(GIVEN INFORMATION begins)

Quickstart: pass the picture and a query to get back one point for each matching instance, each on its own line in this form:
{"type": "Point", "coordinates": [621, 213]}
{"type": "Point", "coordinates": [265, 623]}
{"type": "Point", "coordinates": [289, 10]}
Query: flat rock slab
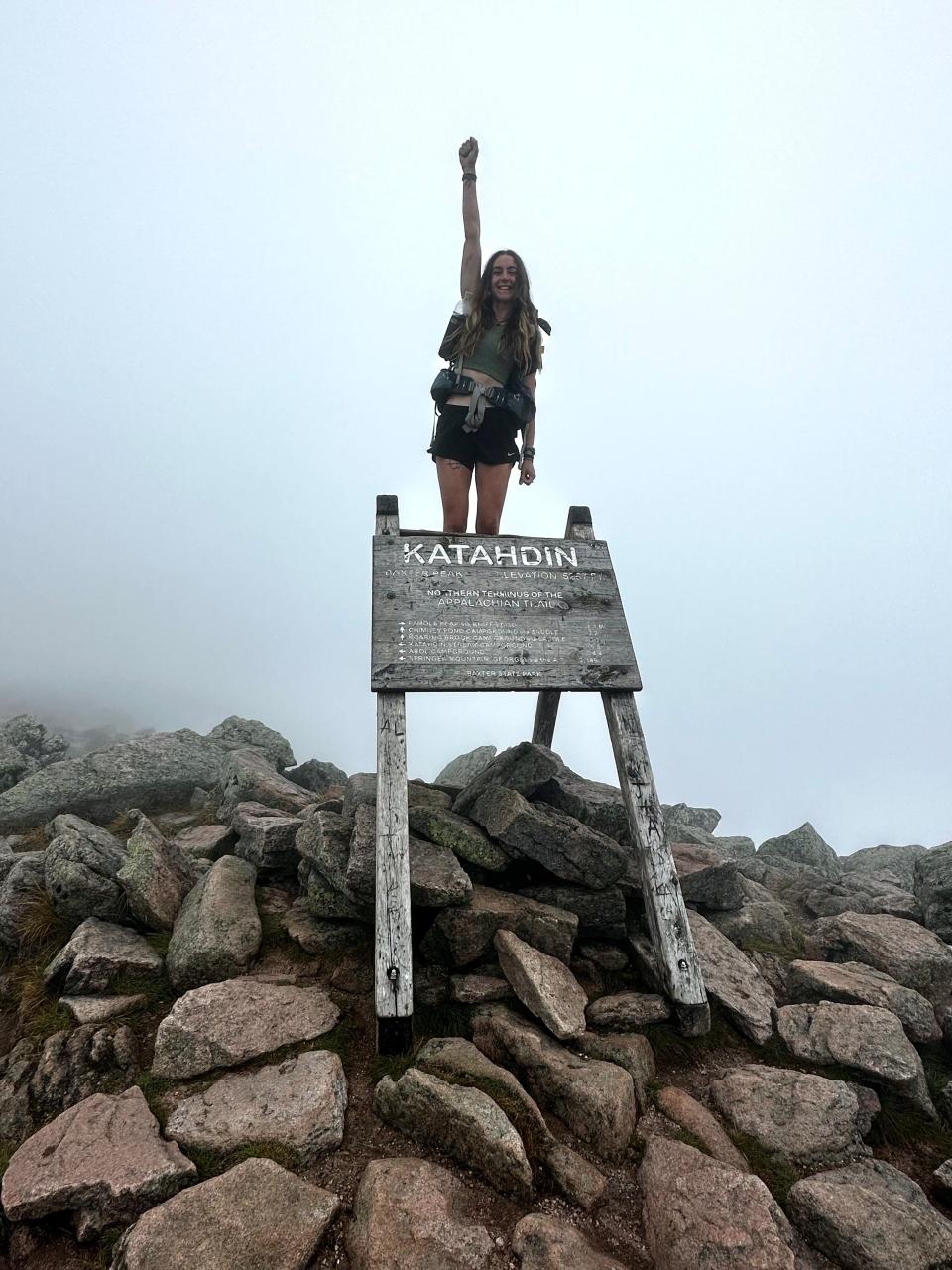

(GIVEN INFORMATION ends)

> PROBLEM TO SOLVE:
Pick out every line above that holds the word "type" and copy it.

> RESULT OF THIS EXERCISE:
{"type": "Point", "coordinates": [621, 213]}
{"type": "Point", "coordinates": [265, 623]}
{"type": "Point", "coordinates": [289, 10]}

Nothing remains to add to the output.